[Point-per-instance localization data]
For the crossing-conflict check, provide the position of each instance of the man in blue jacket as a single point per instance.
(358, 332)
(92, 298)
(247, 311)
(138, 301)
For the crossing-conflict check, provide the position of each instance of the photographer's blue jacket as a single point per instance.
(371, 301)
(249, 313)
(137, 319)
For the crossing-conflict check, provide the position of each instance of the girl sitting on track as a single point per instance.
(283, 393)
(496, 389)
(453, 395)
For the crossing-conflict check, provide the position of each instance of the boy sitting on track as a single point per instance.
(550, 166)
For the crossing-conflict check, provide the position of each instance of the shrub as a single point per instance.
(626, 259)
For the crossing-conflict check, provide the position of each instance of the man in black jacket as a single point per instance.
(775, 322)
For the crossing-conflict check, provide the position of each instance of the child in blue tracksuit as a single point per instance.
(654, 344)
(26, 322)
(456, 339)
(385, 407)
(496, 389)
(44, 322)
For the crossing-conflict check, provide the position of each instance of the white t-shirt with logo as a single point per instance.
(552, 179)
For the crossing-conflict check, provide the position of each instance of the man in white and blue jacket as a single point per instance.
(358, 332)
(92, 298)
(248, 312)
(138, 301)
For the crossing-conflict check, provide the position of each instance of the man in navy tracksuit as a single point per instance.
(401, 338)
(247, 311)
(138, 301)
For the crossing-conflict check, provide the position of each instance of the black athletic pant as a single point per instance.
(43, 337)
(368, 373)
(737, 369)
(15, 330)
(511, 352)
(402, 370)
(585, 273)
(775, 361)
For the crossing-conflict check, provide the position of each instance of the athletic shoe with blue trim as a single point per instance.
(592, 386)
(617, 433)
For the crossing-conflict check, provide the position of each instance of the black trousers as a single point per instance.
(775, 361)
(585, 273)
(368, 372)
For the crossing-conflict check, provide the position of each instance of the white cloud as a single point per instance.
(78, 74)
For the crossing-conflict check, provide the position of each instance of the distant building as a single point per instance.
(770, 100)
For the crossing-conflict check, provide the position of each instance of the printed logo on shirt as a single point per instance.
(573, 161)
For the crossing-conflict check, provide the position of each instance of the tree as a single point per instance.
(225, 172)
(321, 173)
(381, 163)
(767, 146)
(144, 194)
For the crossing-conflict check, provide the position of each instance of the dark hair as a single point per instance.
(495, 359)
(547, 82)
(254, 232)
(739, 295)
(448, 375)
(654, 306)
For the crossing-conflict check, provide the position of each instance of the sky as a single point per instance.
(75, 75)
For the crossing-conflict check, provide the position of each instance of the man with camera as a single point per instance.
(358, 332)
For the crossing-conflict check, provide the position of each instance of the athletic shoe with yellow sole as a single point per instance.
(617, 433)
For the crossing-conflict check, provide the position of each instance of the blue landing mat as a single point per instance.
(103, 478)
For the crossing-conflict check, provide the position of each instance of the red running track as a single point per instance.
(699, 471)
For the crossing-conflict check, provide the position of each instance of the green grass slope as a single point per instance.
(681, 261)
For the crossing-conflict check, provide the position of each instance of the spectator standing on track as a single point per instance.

What this task involves.
A complete, exact copy of the records is what is needed.

Response to the exercise.
For the crossing-conflict check, provide the position of each instance of the man in blue jacket as a single point per instance.
(358, 332)
(92, 298)
(247, 311)
(138, 301)
For the crossing-conflict check, provide the position of each instance of the photographer's blue jacket as a single point per instance.
(371, 301)
(249, 313)
(137, 319)
For the crossing-conflict check, provide the position of each instance of the girl sitting on track as a single point per instance.
(283, 393)
(496, 389)
(453, 395)
For the crossing-conflict check, provide the position of each instance of the boy sitting on track as a single point per instance.
(550, 166)
For the crossing-conflict check, provide the position of each instance of the shrub as a single point per instance.
(626, 259)
For the crossing-conflict check, provide the position of each instance of the man in black jacket as a single point per instance.
(775, 322)
For the crossing-conflict check, provide the position of each instance of the child in blue tracksuit as a single point per instance.
(654, 344)
(26, 322)
(456, 339)
(385, 407)
(496, 389)
(44, 322)
For the crossing-conflict check, provide the position of each instance of the white t-shirt with logo as a single point per instance.
(552, 179)
For the crossing-conflict check, provide the position of each instance of the man in white and blue jacket as a single point per instance.
(358, 332)
(92, 298)
(248, 312)
(138, 301)
For the crossing-conflict check, provide the position of each instance of the man in navy tracksuit as a single point per instance.
(401, 338)
(247, 311)
(138, 301)
For the crossing-conflict check, provide the position of each instance of the black athletic pant as a single point per instance.
(43, 337)
(368, 373)
(737, 369)
(15, 330)
(511, 352)
(402, 370)
(585, 273)
(775, 361)
For the crossing-conflict check, provide the position of each instance of the athletic shoe with blue trim as a single point per instance.
(592, 386)
(617, 433)
For the crossing-conflict check, provide the position of each instance of the black trousers as a single point per instance.
(775, 361)
(585, 273)
(368, 372)
For the crossing-conflict check, provide the position of each instance of the white cloud as a single point per instance.
(78, 74)
For the crossing-conflict check, provide the position of each instance of the distant building as a single point per instance.
(770, 100)
For the crossing-conflict check, provide the position of each instance of the printed logo on shirt as a single point per instance.
(573, 161)
For the crossing-conflict check, provide the position of each instance of the tree as a single point per instance.
(225, 172)
(321, 173)
(381, 163)
(767, 146)
(144, 194)
For the crossing-conflict check, provide the position of each instance of the dark hair as a single point per instance.
(495, 359)
(547, 82)
(254, 232)
(739, 295)
(448, 375)
(654, 306)
For the crossing-conflict check, provide the position of each instance of the sky as a single point per instance.
(75, 75)
For the crossing-conflict check, provide the position of each instance of the man with camera as a single point per instance.
(358, 332)
For the crossing-conflict check, provide the position of each instance of the athletic shoe with yellow sole as a single point per instance.
(617, 433)
For the crossing-conflict check, provide the position of each instance of the blue landing mat as a single point per instance.
(103, 478)
For the crossing-conflict check, provide the position of each instance of the red running track as a single point per instance.
(699, 471)
For the crossing-conflict check, provide the position of each instance of the green grass slope as a single point per instance.
(681, 261)
For the crossing-conflict check, provide the position of each instance of the spectator standing on track as a single point per instance.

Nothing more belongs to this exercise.